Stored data

══════════

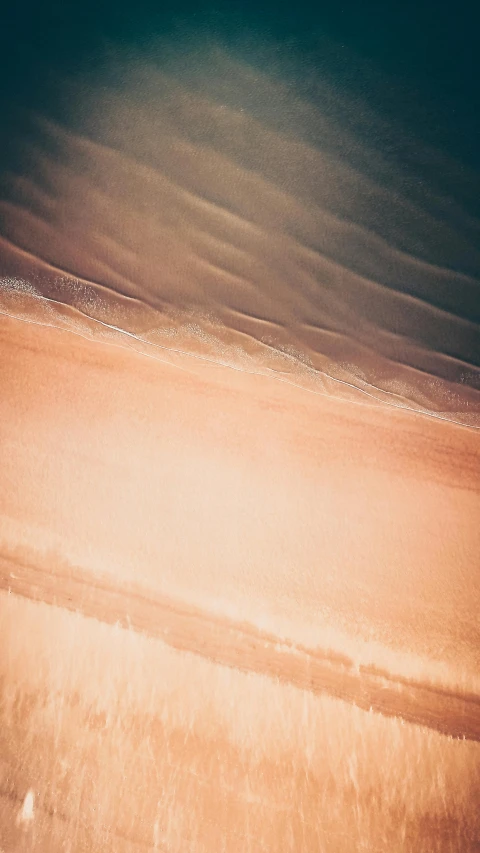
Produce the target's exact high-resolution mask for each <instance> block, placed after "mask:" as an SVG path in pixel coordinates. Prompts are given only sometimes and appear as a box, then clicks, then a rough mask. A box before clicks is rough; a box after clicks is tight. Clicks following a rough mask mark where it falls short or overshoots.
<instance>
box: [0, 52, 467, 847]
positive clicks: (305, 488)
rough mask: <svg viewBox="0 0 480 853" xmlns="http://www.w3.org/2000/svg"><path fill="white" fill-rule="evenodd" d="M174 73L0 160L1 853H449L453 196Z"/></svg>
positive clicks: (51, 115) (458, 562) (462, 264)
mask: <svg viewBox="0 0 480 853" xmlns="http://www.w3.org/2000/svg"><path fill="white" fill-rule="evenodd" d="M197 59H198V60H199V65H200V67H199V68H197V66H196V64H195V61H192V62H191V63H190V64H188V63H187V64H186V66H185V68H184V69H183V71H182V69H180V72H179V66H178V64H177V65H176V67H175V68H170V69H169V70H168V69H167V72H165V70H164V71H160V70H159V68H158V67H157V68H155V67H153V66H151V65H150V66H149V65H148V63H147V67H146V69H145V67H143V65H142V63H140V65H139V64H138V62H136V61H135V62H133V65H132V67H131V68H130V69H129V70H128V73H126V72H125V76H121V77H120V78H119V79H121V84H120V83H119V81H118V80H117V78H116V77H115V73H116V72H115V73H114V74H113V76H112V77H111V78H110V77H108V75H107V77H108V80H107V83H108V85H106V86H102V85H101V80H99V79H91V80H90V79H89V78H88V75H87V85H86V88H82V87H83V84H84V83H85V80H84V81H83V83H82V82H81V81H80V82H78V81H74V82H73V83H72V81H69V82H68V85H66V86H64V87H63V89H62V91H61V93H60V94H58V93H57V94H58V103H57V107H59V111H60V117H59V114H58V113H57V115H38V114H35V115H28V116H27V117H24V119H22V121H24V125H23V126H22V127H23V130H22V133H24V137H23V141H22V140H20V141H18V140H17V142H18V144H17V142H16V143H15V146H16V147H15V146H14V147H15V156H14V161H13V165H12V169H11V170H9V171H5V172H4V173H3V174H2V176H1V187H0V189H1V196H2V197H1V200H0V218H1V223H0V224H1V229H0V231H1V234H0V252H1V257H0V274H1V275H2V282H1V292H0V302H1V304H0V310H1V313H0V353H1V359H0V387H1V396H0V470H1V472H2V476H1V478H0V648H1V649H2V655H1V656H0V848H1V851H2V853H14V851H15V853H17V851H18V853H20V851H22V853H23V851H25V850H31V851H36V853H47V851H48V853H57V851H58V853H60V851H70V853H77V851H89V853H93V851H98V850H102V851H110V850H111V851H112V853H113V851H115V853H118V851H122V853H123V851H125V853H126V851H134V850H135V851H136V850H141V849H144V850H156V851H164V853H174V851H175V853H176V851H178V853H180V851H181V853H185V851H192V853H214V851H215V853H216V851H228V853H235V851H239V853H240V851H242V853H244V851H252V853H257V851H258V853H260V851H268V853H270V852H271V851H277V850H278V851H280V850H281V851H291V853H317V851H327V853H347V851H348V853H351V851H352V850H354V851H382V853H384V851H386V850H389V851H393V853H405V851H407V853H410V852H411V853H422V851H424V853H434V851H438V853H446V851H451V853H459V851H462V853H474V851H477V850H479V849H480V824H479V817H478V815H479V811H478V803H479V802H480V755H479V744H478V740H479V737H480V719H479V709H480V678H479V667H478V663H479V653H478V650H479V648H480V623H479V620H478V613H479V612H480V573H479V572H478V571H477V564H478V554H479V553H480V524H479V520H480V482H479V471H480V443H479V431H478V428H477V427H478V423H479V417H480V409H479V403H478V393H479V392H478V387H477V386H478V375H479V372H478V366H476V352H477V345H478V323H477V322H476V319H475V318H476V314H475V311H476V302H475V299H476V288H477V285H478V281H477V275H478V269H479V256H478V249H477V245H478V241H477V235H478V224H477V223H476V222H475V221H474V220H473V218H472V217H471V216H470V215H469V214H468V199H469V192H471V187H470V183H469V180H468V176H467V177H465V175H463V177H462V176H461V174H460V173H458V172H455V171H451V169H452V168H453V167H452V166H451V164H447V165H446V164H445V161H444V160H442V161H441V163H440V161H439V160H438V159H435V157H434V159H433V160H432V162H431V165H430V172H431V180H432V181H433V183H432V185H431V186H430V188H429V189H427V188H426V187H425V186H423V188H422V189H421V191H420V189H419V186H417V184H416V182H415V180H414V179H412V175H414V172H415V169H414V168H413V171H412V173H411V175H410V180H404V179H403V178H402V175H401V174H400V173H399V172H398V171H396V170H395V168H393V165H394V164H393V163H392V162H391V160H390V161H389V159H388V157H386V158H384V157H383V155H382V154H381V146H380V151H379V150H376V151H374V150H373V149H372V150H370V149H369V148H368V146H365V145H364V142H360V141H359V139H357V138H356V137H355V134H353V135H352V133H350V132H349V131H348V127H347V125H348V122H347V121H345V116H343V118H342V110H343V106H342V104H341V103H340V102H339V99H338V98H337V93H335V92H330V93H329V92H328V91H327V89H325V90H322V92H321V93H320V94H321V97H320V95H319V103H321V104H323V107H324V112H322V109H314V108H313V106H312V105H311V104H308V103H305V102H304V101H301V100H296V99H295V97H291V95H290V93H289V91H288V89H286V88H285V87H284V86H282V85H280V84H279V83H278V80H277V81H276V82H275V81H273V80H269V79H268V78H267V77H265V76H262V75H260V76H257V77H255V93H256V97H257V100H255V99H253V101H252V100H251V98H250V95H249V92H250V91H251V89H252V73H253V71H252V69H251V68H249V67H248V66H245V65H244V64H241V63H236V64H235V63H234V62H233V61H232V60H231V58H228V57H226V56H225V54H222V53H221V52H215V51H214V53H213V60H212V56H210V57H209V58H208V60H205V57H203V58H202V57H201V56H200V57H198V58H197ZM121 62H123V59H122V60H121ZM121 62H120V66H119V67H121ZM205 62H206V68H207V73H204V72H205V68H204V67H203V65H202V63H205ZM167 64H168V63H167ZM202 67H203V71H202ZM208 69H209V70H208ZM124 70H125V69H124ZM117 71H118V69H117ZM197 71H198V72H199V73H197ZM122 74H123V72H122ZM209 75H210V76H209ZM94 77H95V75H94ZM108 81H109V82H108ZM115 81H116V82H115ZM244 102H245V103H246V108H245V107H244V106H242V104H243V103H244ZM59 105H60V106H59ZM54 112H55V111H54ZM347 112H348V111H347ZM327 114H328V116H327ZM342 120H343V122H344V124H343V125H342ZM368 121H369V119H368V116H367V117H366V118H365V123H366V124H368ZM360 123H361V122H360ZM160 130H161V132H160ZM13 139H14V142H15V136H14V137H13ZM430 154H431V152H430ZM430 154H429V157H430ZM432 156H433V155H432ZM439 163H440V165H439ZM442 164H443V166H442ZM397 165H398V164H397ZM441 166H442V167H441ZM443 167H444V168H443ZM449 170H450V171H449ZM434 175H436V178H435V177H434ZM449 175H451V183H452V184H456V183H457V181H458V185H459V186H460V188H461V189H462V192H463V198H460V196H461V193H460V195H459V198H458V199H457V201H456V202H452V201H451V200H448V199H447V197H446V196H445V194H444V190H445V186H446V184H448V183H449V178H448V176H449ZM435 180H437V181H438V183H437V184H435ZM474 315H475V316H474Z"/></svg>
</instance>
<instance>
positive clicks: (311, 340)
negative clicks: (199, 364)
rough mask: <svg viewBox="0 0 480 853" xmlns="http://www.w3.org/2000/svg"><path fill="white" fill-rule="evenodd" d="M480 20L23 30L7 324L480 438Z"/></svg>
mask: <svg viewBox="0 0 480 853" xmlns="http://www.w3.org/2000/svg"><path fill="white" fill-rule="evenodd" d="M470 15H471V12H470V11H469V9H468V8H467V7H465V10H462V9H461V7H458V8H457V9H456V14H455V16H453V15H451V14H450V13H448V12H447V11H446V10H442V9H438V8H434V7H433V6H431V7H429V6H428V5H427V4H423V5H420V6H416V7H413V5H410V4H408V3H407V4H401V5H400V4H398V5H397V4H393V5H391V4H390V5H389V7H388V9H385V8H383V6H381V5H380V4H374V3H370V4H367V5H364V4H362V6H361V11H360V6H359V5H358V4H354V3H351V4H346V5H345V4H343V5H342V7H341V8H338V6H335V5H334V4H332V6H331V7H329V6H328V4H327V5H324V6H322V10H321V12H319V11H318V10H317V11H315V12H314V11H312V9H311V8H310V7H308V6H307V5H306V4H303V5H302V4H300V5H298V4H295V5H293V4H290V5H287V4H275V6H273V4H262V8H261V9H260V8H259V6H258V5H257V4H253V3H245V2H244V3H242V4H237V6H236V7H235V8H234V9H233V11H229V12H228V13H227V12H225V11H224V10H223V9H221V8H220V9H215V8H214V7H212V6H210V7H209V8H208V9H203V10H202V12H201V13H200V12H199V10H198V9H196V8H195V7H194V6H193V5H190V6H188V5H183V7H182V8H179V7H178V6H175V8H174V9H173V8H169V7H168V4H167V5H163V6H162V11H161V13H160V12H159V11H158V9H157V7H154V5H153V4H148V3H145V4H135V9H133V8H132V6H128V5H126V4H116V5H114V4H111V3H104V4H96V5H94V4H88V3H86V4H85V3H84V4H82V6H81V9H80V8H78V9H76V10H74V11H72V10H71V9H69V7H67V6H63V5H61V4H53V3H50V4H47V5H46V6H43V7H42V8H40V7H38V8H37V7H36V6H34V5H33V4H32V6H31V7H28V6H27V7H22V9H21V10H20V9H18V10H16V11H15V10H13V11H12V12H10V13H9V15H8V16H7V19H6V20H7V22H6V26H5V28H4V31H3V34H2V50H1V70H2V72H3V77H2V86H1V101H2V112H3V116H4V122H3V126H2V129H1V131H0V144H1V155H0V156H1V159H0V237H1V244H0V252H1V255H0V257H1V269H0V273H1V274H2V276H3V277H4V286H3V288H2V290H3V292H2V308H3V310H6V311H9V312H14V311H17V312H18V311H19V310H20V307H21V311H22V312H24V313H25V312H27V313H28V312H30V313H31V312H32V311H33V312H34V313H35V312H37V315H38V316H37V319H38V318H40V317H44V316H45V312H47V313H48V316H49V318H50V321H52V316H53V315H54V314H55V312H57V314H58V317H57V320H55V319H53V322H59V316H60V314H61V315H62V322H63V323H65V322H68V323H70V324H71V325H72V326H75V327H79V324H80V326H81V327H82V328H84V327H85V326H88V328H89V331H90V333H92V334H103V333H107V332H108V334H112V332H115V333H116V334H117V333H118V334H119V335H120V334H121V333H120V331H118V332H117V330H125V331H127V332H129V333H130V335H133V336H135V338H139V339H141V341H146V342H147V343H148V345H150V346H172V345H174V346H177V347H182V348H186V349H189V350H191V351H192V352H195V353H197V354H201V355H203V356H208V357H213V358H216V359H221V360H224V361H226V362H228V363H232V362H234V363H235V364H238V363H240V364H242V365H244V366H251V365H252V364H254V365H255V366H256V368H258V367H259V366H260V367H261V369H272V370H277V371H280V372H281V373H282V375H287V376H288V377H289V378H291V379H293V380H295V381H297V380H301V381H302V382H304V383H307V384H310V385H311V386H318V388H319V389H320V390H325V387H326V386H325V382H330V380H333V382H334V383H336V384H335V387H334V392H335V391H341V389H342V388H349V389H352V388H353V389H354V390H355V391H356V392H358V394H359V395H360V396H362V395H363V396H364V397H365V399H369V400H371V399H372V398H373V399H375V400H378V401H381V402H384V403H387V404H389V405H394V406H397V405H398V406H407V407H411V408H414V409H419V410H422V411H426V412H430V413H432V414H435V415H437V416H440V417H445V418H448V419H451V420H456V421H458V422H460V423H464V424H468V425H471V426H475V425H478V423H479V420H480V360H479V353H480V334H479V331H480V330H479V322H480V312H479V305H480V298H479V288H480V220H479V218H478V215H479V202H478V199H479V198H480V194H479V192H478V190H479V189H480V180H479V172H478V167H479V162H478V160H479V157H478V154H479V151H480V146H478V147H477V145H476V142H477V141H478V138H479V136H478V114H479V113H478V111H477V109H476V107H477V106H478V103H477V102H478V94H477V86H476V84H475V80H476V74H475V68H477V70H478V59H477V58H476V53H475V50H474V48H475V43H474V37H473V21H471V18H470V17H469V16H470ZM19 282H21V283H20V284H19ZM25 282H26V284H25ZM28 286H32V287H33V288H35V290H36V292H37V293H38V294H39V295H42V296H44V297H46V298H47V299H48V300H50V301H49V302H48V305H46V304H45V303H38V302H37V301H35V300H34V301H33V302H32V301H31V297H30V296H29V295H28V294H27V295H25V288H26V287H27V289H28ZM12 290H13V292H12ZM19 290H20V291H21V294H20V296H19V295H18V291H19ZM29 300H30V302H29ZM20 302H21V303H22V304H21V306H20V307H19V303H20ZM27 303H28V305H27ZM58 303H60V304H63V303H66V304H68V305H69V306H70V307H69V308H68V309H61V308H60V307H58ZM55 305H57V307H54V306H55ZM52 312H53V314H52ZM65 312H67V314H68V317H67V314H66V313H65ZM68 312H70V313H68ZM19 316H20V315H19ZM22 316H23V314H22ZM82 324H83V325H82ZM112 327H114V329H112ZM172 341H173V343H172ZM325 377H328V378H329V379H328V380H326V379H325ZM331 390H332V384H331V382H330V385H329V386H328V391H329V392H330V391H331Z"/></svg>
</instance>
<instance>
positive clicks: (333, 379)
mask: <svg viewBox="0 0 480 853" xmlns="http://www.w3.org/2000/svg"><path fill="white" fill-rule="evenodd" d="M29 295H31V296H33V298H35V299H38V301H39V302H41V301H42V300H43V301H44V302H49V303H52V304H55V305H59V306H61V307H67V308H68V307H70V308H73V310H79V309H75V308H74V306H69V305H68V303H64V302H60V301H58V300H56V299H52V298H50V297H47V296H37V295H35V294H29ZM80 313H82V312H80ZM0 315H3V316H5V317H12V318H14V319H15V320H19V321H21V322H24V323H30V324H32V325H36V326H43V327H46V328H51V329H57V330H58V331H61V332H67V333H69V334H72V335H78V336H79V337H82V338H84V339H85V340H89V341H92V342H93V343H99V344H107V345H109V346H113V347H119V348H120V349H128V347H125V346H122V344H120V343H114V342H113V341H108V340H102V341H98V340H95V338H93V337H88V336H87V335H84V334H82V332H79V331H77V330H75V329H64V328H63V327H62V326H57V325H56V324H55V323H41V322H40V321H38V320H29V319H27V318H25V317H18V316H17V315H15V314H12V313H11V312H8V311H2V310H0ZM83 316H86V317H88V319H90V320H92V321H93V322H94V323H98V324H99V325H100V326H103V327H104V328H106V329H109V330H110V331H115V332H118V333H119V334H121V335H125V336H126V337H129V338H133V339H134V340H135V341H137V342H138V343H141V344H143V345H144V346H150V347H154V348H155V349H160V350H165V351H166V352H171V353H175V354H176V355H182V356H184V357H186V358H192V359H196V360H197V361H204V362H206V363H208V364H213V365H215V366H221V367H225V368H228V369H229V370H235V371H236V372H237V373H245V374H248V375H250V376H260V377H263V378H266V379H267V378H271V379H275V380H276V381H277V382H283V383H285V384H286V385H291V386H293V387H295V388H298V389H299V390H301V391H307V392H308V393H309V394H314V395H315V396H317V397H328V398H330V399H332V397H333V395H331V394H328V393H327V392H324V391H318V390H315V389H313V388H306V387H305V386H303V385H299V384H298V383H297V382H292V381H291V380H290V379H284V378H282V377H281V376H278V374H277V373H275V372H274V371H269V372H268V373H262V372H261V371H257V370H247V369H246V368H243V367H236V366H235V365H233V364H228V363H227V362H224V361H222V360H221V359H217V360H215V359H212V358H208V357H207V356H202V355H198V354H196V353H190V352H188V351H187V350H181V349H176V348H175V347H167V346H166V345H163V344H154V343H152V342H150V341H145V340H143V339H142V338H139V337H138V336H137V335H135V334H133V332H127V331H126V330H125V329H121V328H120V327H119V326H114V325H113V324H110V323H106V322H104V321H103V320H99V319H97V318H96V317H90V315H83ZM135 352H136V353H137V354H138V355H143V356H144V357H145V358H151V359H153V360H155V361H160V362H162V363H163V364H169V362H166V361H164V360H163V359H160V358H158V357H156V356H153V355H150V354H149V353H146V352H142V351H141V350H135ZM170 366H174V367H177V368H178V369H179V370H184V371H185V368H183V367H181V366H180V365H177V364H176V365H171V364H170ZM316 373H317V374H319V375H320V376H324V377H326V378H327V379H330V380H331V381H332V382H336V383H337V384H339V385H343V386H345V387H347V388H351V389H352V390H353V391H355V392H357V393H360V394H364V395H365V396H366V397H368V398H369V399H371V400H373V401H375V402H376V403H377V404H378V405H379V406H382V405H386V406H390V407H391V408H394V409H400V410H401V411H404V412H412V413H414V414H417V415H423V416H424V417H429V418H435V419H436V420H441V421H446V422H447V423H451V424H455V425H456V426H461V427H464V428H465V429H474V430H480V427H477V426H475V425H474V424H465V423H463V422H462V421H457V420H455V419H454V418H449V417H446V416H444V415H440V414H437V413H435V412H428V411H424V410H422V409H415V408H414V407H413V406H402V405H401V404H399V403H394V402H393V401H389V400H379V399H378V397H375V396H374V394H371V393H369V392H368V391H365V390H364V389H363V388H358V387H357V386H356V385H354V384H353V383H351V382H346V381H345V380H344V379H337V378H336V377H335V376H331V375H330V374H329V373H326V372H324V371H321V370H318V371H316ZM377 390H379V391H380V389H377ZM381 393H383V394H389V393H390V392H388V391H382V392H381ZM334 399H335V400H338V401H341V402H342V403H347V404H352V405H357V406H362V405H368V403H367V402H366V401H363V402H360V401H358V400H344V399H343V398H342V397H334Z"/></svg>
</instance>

══════════

Look through the records and gather every line containing "positive".

• [Output for this task]
positive clicks: (305, 488)
positive clicks: (51, 115) (458, 562) (462, 264)
positive clicks: (311, 340)
positive clicks: (333, 379)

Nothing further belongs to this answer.